*Task requirements:*
Continue the text on the early rollout of Covid and flu jabs in England, picking up after its final sentence.

*Text:*
◆ ◆ ◆
Coronavirus and flu jabs will be rolled out earlier than planned in England this year due to the emergence of a new Covid variant. NHS England bosses warned that there could be “a very challenging winter” ahead if the variant increased the risk of infection.
The vaccines will be offered to people over 65, older adult care home residents and immunosuppressed people from September 11, with plans to jab as many eligible people as possible by October 31. According to the UK Health Security Agency (UKHSA), little is known about the new variant BA.2.86, but it has appeared in several countries and has a high number of mutations.
Although it is not classified as a variant of concern, health chiefs believe speeding up the autumn vaccination programme will protect those at greatest risk of becoming seriously ill. The move could also reduce the impact on the NHS, which is already under huge pressure, this winter.
◆ ◆ ◆
(Stored data entries)
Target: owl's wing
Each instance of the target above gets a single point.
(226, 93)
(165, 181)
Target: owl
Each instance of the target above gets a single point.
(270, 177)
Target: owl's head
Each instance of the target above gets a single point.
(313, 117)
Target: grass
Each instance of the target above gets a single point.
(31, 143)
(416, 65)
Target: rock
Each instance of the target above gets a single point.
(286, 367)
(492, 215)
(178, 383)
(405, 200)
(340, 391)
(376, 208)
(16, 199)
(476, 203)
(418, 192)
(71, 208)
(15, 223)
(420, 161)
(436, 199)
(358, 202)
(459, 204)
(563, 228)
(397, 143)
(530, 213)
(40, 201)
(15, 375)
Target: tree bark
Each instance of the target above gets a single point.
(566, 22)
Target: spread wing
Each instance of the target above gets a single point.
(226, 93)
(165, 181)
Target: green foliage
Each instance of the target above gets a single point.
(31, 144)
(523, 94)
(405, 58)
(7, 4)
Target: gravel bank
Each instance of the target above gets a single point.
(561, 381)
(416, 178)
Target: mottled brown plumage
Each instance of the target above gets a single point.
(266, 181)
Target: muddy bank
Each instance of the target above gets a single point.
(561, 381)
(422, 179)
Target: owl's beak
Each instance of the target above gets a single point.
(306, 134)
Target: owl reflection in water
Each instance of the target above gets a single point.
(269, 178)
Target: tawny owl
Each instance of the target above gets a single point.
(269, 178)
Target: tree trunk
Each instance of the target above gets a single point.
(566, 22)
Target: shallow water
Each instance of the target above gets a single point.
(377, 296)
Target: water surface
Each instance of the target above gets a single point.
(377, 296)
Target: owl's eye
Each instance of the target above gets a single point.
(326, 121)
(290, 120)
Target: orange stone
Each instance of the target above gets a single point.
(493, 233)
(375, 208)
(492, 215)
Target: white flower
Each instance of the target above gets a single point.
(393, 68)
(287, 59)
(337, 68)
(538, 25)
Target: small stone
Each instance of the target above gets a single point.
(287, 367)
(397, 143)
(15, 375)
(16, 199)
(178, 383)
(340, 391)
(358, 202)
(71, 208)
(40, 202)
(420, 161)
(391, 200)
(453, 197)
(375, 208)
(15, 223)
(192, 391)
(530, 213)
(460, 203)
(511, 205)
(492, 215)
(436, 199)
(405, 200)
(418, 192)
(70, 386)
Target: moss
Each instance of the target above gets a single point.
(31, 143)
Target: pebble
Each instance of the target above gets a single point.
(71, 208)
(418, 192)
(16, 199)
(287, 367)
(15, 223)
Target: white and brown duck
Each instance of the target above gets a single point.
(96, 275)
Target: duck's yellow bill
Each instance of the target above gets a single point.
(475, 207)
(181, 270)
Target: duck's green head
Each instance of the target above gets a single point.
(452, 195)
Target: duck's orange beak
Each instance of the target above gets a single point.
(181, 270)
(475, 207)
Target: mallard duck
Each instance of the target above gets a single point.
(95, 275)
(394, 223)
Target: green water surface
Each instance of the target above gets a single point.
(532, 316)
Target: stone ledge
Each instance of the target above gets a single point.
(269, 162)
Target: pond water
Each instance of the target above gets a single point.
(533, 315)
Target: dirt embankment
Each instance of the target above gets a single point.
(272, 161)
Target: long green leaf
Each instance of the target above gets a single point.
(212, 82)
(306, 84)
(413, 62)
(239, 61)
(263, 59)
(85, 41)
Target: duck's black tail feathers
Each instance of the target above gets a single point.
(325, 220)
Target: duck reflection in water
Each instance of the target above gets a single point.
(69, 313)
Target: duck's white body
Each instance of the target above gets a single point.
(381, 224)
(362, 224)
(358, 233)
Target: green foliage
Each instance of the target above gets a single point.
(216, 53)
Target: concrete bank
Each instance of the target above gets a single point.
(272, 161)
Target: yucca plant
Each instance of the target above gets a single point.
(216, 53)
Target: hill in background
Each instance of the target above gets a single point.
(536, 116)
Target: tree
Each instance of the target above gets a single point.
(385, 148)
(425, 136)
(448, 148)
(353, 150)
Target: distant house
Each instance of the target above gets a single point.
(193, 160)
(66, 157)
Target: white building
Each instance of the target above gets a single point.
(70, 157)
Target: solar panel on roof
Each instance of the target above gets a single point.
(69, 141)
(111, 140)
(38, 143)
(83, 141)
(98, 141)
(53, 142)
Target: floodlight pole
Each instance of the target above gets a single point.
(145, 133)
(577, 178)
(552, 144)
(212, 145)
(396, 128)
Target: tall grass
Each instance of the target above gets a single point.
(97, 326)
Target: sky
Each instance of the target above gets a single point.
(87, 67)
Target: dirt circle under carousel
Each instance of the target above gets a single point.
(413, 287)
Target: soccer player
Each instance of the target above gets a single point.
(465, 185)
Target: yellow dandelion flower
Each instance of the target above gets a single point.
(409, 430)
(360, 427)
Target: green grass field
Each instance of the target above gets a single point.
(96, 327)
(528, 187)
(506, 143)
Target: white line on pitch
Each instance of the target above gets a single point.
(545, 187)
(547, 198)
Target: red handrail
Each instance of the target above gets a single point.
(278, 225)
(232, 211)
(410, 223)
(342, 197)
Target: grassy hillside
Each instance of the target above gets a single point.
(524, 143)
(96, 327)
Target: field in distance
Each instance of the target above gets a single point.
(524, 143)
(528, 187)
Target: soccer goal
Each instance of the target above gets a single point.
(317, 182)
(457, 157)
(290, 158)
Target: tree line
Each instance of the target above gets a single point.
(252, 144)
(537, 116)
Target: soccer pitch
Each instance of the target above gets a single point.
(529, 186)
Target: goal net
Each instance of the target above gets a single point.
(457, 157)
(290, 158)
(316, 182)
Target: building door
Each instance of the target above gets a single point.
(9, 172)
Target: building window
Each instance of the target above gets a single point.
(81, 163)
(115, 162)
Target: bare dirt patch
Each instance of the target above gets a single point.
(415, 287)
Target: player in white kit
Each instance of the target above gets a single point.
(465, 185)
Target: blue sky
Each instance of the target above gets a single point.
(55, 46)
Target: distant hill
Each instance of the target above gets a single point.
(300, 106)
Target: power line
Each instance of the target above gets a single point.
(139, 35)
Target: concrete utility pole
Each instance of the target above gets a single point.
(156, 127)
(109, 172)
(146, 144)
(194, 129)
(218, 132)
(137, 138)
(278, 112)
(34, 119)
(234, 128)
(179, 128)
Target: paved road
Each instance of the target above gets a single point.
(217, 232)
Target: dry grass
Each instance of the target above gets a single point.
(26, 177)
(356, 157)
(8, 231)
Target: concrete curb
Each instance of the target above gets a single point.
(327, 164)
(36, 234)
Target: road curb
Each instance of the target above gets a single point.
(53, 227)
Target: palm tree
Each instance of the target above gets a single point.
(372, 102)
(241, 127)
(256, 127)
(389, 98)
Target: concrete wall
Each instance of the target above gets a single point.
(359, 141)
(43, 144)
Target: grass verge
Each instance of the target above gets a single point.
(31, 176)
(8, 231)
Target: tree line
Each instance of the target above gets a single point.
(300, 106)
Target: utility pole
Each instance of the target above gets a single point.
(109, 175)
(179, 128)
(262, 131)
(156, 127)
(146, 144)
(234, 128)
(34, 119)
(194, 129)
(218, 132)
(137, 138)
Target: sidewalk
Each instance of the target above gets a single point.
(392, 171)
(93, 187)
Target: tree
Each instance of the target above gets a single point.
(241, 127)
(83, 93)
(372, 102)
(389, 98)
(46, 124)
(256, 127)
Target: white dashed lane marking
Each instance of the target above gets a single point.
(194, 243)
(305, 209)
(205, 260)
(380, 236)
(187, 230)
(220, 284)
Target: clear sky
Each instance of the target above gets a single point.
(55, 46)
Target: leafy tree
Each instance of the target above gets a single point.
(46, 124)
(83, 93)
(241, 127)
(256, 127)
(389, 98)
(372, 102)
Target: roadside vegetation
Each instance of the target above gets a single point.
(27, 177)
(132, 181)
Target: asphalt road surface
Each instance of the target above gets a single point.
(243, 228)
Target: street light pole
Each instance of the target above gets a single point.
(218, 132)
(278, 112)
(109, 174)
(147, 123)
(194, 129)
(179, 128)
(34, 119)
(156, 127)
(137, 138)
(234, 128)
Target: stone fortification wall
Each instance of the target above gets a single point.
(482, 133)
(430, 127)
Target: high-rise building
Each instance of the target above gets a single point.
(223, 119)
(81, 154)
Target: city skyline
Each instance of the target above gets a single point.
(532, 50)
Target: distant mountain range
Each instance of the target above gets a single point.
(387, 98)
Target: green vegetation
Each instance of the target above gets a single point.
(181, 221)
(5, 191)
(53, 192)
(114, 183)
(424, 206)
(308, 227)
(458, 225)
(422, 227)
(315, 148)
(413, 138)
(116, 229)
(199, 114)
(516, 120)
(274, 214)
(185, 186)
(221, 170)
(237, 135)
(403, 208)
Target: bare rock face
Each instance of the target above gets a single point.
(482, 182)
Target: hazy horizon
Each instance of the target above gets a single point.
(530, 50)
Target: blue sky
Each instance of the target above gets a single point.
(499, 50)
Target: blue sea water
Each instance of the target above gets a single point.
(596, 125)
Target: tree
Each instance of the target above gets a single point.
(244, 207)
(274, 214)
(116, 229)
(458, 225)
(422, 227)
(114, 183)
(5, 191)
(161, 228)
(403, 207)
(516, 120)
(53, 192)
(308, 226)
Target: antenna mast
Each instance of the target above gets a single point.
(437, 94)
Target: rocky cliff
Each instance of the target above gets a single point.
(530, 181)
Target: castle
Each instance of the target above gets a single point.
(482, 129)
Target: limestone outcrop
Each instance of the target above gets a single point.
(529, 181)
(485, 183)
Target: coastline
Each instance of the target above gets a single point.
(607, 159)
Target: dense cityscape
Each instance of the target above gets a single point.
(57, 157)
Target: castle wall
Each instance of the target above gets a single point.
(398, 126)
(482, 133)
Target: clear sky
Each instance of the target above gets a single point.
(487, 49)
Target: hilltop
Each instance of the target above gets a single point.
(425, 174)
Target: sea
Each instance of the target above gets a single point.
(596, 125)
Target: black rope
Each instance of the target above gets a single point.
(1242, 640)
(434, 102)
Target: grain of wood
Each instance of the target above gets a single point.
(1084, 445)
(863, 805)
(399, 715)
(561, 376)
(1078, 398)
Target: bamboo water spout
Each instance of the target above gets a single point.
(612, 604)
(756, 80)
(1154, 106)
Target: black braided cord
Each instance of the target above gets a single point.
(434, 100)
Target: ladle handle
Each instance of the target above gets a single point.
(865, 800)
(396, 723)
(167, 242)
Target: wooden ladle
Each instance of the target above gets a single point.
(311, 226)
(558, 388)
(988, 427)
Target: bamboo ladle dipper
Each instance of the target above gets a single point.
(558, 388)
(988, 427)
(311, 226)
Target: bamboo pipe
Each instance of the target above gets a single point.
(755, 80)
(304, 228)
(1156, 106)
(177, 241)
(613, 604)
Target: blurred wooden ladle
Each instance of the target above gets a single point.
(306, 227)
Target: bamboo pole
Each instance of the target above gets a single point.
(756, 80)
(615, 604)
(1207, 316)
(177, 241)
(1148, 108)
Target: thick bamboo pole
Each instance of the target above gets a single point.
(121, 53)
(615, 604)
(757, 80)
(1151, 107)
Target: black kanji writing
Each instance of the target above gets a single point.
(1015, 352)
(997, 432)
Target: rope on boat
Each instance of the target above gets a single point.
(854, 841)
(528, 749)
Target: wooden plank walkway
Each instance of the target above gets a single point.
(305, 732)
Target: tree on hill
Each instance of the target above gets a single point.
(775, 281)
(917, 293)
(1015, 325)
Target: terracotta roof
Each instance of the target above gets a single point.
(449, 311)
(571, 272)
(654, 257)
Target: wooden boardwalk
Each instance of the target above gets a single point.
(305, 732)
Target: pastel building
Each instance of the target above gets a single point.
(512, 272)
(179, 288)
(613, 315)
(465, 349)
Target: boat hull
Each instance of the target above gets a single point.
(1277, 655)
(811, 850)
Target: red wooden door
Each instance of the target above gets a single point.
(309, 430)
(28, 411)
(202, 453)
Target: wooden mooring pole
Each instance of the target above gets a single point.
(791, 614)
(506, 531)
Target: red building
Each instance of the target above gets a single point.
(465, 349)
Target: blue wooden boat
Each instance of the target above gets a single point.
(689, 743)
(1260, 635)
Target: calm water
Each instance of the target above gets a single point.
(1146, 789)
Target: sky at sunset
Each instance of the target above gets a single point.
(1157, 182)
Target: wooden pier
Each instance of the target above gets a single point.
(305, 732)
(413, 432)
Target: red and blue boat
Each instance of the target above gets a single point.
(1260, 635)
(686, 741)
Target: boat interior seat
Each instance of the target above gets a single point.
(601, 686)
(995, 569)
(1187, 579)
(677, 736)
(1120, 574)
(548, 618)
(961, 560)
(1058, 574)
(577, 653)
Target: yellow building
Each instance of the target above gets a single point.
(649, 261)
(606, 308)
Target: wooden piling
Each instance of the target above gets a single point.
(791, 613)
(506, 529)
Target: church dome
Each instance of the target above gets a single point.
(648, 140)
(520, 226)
◆ ◆ ◆
*Answer to this problem:*
However, some pharmacists are critical of the short-notice changes to the plan, saying it has “created confusion for pharmacy teams trying to make plans”. The vaccination programme usually starts in September, but the government pushed it back to October in order to produce a shorter gap between the jabs being administered and winter viruses circulating.
Tase Oputu, director of the Royal Pharmaceutical Society, said: “The government must plan ahead more decisively next year to avoid such uncertainty.”
Dame Jenny Harries, chief executive of the UKHSA, said new Covid variants were expected to emerge. She added: “As with all emergent and circulating Covid-19 variants - both in the UK and internationally - we will continue to monitor BA.2.86 and to advise government and the public as we learn more. In the meantime, please come forward for the vaccine when you are called.”
In Scotland, the autumn vaccination programme starts on September 4. Covid jabs will be on offer to anyone over 65, while flu jabs will go to the over-50s.
People eligible for a free flu vaccine are listed on the NHS UK website.